Extract:
|---|

Keren Klass
(M.A. Conservation Biology, in progress)
Dominance relationships and hierarchy among wild blue monkeys
Much
of what is currently known about dominance ranks, behavior and
hierarchies (“dominance systems”) in female primates comes from the
Cercopithecinae, but even within this sub-family there remains a strong
phylogenetic bias in the data with most studies focusing on baboons,
vervet monkeys and certain macaques. Blue monkeys belong to a group,
the forest-dwelling guenons, that remains under-represented in the
emerging collective picture of dominance systems in primates. Of the
~23 known species of forest guenon, dominance hierarchies and related
behavior have been investigated in only four and, of these, only C.m. stuhlmanni and C. m. erythrarchus have been studied in the wild.

My study aims to characterize the dominance relationships and hierarchy in a wild population of blue monkeys (Cercopithecus mitis stuhlmanni),
in the Kakamega Forest, Kenya, and evaluate both the resemblance to
other cercopithecine species and whether this system fits into existing
predictive frameworks. Earlier studies of this population incorporated
elements of agonistic behavior and dominance but this is the first
comprehensive characterization of this species’ dominance system. I am
using an extensive data set encompassing multiple groups and multiple
years (1993-2009) to characterize dominance interactions and
hierarchies and examine hierarchies for linearity and stability over
time; rates of agonism; determinants of rank position within the
hierarchy; ontogeny of rank; the effects of group fission on agonism
and hierarchy stability; and intraspecific variation in all of these
characteristics.
Publications (from undergraduate work):
1.
Ashkenazi, S., K. Klass, H.K. Mienis, B. Spiro, R. Abel. 2009. Fossil
embryos and adult Viviparidae from the Early-Middle Pleistocene of
Gesher Benot Ya’aqov, Israel: ecology, longevity and fecundity. Lethaia (online Early View: http://www3.interscience.wiley.com/cgi-bin/fulltext/122465694/PDFSTART)
2.
Seifan, M., A. Gilad, K. Klass, Y.L. Werner. 2009.
Ontogenetically stable dimorphism in a lacertid lizard (Acanthodactylus boskianus) with tests of methodology and comments on life-history. Biological Journal of the Linnean Society 97(2): 275-288.

|---|

Explore the material:
A. In the research summary on blue monkeys, which years does the data set span?
B. Return the research summary's wording from "Keren Klass" to "in the wild.", copied exactly.

|---|

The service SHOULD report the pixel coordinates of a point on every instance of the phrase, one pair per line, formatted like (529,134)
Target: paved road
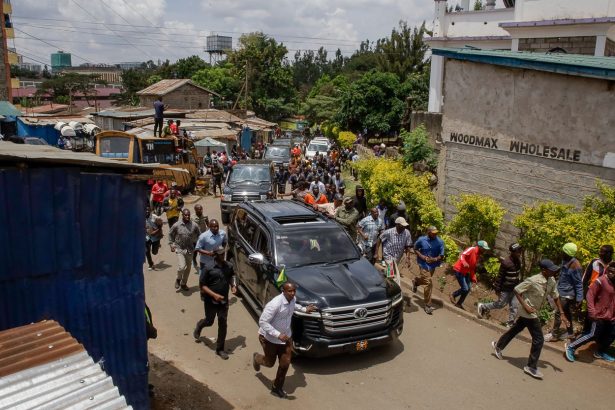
(440,361)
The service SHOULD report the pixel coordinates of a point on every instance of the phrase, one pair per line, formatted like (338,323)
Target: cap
(549,265)
(570,249)
(400,220)
(483,245)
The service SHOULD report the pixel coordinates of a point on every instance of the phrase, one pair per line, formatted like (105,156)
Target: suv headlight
(397,299)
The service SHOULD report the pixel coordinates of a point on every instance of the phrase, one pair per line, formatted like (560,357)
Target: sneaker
(569,353)
(535,373)
(279,392)
(479,310)
(496,349)
(255,364)
(604,356)
(197,334)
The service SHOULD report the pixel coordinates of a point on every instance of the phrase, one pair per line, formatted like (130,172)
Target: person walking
(182,237)
(508,277)
(347,216)
(465,272)
(172,206)
(202,221)
(369,229)
(601,313)
(214,284)
(570,289)
(429,251)
(158,116)
(153,235)
(532,294)
(208,242)
(275,335)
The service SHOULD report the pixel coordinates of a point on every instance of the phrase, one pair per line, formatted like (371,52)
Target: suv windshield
(276,152)
(317,147)
(314,247)
(244,173)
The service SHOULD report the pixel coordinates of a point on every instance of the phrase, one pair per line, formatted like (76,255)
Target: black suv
(248,180)
(278,154)
(357,307)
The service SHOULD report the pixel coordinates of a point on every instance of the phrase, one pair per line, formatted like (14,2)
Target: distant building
(60,60)
(567,26)
(177,94)
(129,65)
(111,74)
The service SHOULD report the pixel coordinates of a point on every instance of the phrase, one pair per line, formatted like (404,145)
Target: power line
(52,45)
(93,16)
(186,29)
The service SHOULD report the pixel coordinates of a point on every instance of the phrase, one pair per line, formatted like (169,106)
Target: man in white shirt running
(275,334)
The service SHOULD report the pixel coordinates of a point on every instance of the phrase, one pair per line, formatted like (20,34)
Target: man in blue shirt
(429,254)
(208,242)
(158,116)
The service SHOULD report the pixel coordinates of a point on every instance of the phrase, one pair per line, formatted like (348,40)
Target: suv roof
(283,212)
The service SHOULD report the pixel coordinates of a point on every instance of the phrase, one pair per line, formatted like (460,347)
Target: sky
(113,31)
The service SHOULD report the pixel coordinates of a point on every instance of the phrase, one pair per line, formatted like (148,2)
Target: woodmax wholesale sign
(518,147)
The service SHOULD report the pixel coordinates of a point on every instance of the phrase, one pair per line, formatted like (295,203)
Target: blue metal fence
(71,246)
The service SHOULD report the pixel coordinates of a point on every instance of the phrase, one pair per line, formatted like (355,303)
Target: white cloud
(138,30)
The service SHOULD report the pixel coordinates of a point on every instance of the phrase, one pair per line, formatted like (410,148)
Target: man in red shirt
(465,271)
(158,191)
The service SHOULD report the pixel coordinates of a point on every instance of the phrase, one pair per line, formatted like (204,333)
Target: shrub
(390,180)
(417,148)
(346,139)
(478,217)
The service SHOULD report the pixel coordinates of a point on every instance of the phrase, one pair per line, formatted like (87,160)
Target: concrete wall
(573,45)
(185,97)
(493,102)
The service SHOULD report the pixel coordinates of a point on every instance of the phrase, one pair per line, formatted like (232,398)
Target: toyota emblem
(360,313)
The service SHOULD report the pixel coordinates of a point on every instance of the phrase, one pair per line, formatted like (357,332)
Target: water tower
(217,46)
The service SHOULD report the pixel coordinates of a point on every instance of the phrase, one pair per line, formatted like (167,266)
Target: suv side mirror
(256,258)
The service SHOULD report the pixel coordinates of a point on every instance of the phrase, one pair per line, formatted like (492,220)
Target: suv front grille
(345,320)
(249,196)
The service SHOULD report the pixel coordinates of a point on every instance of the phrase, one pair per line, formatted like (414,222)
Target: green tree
(371,102)
(221,79)
(478,218)
(260,59)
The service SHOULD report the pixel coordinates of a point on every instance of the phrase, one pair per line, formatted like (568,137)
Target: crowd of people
(383,235)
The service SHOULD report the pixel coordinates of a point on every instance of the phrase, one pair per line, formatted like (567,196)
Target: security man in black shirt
(214,284)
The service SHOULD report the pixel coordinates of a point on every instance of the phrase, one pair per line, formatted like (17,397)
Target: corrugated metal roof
(43,366)
(43,153)
(561,63)
(164,87)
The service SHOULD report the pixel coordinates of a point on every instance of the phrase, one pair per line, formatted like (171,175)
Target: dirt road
(440,361)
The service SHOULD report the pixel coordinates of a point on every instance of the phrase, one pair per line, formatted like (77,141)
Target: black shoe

|---|

Results for the exercise:
A. 1993 to 2009.

B.
Keren Klass
(M.A. Conservation Biology, in progress)
Dominance relationships and hierarchy among wild blue monkeys
Much
of what is currently known about dominance ranks, behavior and
hierarchies (“dominance systems”) in female primates comes from the
Cercopithecinae, but even within this sub-family there remains a strong
phylogenetic bias in the data with most studies focusing on baboons,
vervet monkeys and certain macaques. Blue monkeys belong to a group,
the forest-dwelling guenons, that remains under-represented in the
emerging collective picture of dominance systems in primates. Of the
~23 known species of forest guenon, dominance hierarchies and related
behavior have been investigated in only four and, of these, only C.m. stuhlmanni and C. m. erythrarchus have been studied in the wild.